Written instruction: Would it be possible to quote, exactly and in full, the lines from the one with "Guideline: the keypoint for each instance of the woman" through the end of the entries below?

________________

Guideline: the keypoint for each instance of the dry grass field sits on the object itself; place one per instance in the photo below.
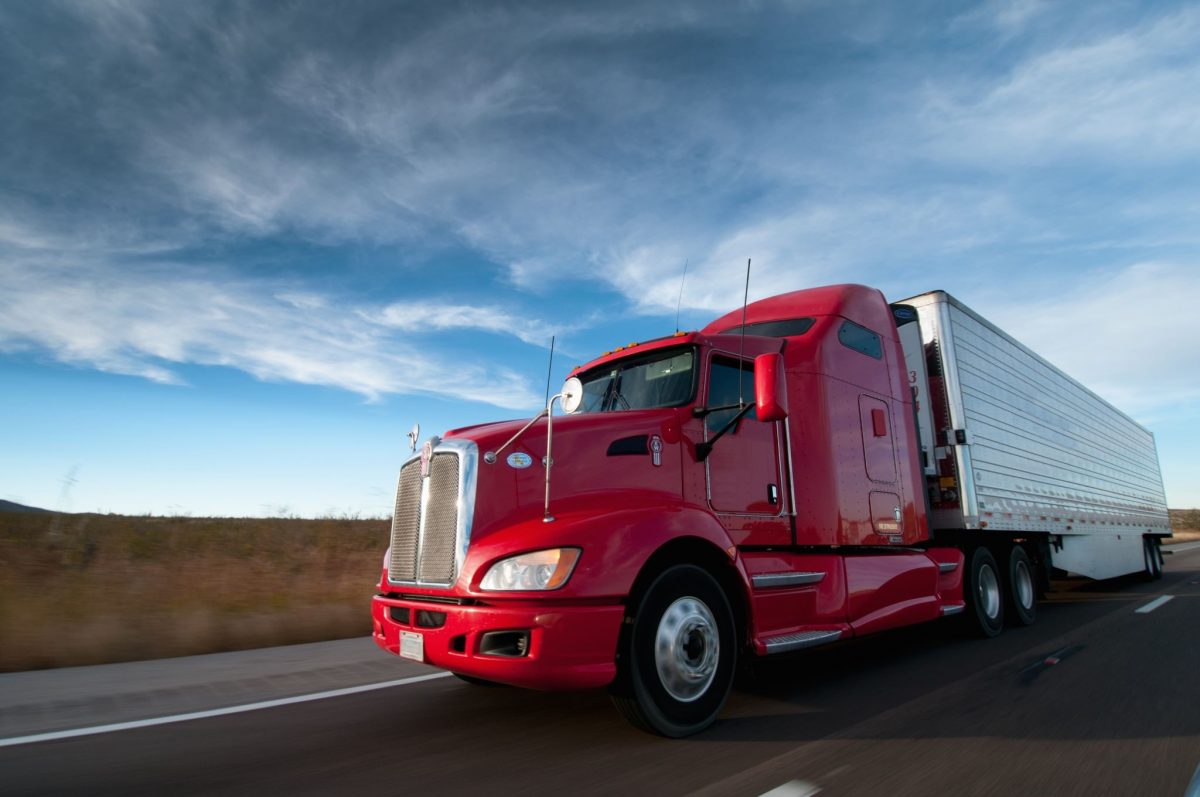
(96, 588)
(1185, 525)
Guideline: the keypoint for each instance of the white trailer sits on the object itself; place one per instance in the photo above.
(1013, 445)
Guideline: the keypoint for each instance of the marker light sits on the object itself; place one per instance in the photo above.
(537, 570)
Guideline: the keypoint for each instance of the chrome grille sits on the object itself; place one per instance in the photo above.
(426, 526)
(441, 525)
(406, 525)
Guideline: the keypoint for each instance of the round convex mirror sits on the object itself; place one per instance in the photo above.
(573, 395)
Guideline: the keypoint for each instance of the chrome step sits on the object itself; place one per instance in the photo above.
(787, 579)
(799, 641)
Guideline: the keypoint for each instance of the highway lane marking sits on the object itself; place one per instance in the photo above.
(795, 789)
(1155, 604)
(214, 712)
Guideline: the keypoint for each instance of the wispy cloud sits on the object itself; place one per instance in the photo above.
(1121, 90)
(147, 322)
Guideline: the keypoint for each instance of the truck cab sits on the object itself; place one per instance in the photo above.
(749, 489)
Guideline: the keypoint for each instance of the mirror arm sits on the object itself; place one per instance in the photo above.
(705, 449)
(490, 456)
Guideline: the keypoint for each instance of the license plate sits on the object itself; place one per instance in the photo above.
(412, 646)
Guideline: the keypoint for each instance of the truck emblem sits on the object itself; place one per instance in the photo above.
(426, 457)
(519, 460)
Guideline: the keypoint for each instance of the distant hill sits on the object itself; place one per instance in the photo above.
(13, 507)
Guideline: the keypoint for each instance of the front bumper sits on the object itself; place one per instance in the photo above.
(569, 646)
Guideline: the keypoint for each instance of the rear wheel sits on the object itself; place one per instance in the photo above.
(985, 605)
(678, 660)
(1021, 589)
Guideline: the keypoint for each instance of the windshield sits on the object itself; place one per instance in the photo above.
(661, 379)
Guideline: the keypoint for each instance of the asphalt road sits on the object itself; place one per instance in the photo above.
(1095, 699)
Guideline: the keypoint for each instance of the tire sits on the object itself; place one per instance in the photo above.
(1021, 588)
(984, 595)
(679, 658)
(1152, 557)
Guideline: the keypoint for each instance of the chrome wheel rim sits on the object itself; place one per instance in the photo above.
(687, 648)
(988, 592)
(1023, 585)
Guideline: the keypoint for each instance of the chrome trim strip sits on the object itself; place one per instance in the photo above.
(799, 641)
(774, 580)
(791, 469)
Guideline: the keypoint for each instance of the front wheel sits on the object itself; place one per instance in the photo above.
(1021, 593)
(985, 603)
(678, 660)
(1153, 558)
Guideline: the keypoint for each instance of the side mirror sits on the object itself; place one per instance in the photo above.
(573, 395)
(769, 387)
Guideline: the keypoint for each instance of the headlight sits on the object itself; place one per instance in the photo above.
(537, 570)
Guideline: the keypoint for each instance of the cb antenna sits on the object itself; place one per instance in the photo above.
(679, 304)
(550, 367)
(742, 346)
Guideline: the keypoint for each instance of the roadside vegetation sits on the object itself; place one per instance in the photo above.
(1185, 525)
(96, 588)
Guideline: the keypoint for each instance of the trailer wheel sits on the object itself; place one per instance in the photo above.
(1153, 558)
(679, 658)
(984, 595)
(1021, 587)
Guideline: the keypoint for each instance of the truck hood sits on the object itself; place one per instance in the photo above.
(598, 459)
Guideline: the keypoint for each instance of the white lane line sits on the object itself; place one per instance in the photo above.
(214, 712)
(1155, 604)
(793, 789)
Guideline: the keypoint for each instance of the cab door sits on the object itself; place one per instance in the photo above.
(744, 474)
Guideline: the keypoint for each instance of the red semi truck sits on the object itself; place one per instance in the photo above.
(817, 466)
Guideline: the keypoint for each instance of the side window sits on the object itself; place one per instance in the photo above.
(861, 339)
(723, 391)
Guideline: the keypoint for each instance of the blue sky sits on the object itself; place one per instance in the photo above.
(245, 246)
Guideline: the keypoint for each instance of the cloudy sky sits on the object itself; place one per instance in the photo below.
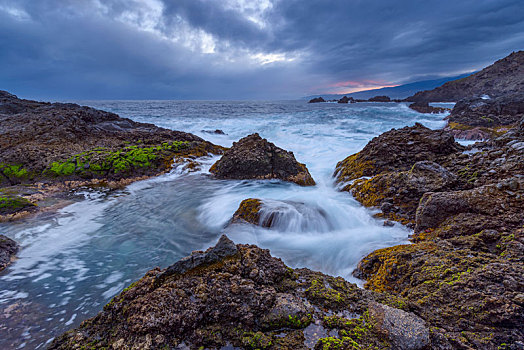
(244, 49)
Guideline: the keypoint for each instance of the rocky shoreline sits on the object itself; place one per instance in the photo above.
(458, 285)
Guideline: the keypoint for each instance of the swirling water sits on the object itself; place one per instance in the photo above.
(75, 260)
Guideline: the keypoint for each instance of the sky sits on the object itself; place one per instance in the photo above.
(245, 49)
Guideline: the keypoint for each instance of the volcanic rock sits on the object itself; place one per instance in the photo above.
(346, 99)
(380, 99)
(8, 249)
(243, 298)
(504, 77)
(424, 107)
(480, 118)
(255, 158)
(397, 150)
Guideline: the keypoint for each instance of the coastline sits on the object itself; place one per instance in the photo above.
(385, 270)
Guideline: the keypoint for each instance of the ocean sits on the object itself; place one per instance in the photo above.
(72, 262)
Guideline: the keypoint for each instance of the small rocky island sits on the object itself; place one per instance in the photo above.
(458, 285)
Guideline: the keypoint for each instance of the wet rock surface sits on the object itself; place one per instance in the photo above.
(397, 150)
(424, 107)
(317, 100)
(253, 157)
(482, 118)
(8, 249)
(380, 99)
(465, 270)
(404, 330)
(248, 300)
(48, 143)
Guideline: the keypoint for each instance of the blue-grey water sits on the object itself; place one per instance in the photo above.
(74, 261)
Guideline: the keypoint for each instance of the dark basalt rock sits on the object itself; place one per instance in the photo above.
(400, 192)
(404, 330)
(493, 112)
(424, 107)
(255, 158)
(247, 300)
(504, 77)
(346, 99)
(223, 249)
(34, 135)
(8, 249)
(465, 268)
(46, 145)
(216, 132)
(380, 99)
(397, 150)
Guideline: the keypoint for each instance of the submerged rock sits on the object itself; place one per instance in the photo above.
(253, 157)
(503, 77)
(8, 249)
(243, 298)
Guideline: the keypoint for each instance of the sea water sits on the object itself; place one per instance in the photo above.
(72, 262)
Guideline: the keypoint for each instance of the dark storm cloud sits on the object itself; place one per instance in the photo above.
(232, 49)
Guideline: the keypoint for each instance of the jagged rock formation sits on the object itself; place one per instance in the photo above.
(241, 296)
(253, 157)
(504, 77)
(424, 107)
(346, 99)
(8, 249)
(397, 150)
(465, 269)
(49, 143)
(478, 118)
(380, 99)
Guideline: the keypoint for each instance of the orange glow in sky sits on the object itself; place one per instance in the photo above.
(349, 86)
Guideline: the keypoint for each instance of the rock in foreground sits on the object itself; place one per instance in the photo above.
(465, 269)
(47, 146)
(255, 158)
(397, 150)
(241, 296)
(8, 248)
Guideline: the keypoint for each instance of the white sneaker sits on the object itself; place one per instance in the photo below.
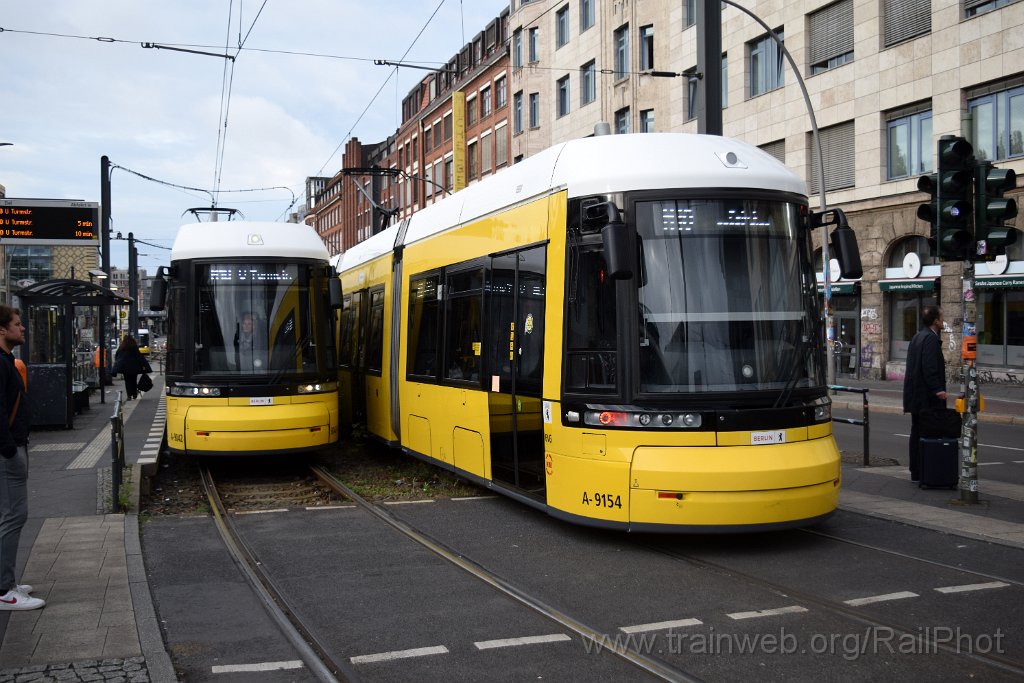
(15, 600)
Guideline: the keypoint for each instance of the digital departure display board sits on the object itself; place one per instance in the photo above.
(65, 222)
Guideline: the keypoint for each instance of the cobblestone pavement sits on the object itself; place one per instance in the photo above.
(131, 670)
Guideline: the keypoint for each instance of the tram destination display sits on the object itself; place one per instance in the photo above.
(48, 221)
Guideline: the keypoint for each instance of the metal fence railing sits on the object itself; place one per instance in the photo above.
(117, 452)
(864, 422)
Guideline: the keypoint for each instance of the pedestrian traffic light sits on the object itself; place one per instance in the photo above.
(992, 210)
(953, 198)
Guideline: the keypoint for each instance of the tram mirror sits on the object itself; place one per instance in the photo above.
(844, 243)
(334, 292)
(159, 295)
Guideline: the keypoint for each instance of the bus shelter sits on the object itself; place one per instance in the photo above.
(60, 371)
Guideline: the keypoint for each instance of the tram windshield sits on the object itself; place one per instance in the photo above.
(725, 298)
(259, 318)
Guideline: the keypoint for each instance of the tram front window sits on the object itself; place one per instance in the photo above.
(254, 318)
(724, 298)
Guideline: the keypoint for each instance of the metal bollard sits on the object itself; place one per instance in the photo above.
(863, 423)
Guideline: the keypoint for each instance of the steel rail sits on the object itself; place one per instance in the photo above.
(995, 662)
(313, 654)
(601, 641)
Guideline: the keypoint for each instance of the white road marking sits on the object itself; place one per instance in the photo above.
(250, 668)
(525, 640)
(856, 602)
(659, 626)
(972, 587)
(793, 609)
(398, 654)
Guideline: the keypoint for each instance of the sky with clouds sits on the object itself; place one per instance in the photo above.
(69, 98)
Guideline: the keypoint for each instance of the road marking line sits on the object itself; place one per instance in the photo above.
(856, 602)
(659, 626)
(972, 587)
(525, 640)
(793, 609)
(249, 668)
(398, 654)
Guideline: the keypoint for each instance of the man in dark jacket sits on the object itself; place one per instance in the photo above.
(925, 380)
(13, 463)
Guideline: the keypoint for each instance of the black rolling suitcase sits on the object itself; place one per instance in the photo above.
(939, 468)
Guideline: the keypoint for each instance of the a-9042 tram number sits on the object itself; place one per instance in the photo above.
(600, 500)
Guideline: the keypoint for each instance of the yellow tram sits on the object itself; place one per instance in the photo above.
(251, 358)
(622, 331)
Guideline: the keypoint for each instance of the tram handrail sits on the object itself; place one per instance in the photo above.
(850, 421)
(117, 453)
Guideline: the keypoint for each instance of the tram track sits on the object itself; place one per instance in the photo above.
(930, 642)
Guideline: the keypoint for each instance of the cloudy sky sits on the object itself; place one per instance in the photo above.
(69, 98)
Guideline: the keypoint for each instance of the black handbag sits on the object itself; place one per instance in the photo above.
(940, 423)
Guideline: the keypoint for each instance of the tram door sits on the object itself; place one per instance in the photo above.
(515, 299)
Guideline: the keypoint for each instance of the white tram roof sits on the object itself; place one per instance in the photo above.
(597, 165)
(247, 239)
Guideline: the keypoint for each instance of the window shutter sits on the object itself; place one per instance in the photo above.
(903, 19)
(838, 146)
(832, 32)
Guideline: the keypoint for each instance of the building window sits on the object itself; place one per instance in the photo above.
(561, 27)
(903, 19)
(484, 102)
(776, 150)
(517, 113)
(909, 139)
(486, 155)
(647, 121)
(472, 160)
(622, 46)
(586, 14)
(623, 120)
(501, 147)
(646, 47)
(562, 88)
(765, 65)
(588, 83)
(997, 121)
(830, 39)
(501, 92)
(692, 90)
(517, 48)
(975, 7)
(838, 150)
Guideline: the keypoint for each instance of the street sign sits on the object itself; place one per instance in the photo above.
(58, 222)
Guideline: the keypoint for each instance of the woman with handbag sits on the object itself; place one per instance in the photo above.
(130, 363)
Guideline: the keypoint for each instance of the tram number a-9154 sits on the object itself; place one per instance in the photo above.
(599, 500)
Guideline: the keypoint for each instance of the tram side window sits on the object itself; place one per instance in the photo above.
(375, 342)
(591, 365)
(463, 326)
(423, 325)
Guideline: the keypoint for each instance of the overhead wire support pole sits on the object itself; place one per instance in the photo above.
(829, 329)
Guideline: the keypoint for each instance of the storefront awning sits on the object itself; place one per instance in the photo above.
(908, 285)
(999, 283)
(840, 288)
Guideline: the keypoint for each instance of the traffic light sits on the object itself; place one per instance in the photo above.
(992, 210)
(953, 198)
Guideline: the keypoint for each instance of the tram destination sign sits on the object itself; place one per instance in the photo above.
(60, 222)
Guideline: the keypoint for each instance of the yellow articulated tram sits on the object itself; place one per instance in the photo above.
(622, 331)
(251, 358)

________________

Answer to this exercise:
Guideline: the keypoint for each instance of the woman with handbag sits on the object itself; place one per instance in the photo above.
(130, 363)
Guideline: the keypoint for each instance of the tram number a-9154 sits on the object itself; place one per instance in the photo above.
(599, 500)
Guideline: the keypoint for each instance of the tram side window sits on the object itself; place one per instance in the photo above.
(375, 342)
(591, 365)
(463, 326)
(423, 325)
Guideline: the keypoint for each instance of the overhead wire support pole sits on the object itself; place one per instance in the photo above.
(829, 329)
Guideline: the keypoint for each instance of the storefront awning sits on the object itself; place one per instance in the photo above.
(908, 285)
(999, 283)
(840, 288)
Guideline: the keypoint for each instance of the traffic light sits on the object itself; place one per instance in the photo above.
(992, 210)
(953, 198)
Guideline: the keypoint for each instance of the tram destination sign sits on the object itself; place one per instance in the photo above.
(60, 222)
Guideline: the keypoint for each instance of the yellow articulated tram sits on the object itself; place one per instance in the photo above.
(622, 331)
(251, 358)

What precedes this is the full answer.